> Instructions to follow:
Transcribe word for word the passage of the bushfire recovery article that runs from "While there’s always" to "risk of bushfire.".

> Source extract:
Recovering from a traumatic event for some can mean finding a new appreciation of life – for others it is a slow process fraught with negativity.
Professor Lou Harms and Associate Professor Lisa Gibbs from the University of Melbourne, chief investigators on the Beyond Bushfires project, have identified which social determinants help people bounce back after a traumatic event.
They hope the research will help communities and services with strategies to improve recovery after traumatic events.
“We are looking at the long term trajectory and emphasis on the connection between individual and community recovery,” says Associate Professor Gibbs, from the Centre of Health Equity.
Looking at the socio-ecological aspects of trauma, they emphasised the importance of strong social networks in the recovery and post-traumatic growth process. This cannot happen without the support of strong systems and resources.
“Having more close emotional ties is generally related to better mental health and personal wellbeing several years after a disaster. Involvement in local community groups and organisations is also associated with more positive outcomes.”
One of the intersections between social work and climate change is the major socio-economic impact on communities, particularly if disaster events amplify existing social inequalities.
While there’s always been a risk of bushfire, flood and cyclone, the evidence does seem to be pointing to these increasing in frequency and in intensity.
“We’re exposing more and more people to those risky environments. So it’s very different from urban environments. Housing affordability becomes a key issue in all of that,” says Professor Harms, from the Department of Social Work.
New housing developments are often pushed to the fringes of high-risk fire areas and are an emerging area of concern. In December 2014, a new housing estate in northeast Perth was metres away from a fire that swept through Whiteman Park.
Housing affordability plays a big part in exposing social vulnerabilities. Low-income families and first-home buyers are often forced to buy in these newly developed estates and might not always be aware of the increased risk of bushfire.
People who are less financially secure and already disadvantaged can end up living in an area that is vulnerable to catastrophic natural disasters. In turn, they are also further away from support networks such as community resources, family and essential services and cannot always choose where they seek refuge.
Those who suffered most from Hurricane Katrina were the poorest inhabitants of New Orleans who did not have the resources or the means to leave.

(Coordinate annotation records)
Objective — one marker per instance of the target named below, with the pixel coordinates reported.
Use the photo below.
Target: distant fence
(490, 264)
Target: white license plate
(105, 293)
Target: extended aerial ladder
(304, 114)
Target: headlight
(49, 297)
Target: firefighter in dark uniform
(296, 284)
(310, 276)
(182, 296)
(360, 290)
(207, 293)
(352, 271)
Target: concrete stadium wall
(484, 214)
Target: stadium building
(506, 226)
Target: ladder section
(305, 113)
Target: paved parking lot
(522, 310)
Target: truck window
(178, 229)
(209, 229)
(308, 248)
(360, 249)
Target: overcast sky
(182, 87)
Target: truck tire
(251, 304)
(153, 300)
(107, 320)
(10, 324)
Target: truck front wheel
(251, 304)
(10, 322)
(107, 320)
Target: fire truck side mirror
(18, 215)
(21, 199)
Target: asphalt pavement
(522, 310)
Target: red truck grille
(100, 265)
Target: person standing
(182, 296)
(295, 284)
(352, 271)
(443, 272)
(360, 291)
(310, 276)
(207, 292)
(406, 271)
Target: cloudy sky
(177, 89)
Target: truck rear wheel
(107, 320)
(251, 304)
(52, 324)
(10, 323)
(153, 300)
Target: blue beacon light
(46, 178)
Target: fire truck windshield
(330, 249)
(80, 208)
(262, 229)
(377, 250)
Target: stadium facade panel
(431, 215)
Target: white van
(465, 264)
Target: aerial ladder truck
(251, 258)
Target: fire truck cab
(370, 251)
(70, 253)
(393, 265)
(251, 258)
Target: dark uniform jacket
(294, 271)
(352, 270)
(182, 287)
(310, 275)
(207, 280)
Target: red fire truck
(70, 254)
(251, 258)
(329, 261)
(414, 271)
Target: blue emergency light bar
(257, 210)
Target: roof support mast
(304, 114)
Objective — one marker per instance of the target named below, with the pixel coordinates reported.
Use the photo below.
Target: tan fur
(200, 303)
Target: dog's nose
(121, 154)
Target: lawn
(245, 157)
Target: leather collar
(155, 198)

> Output:
While there’s always been a risk of bushfire, flood and cyclone, the evidence does seem to be pointing to these increasing in frequency and in intensity.
“We’re exposing more and more people to those risky environments. So it’s very different from urban environments. Housing affordability becomes a key issue in all of that,” says Professor Harms, from the Department of Social Work.
New housing developments are often pushed to the fringes of high-risk fire areas and are an emerging area of concern. In December 2014, a new housing estate in northeast Perth was metres away from a fire that swept through Whiteman Park.
Housing affordability plays a big part in exposing social vulnerabilities. Low-income families and first-home buyers are often forced to buy in these newly developed estates and might not always be aware of the increased risk of bushfire.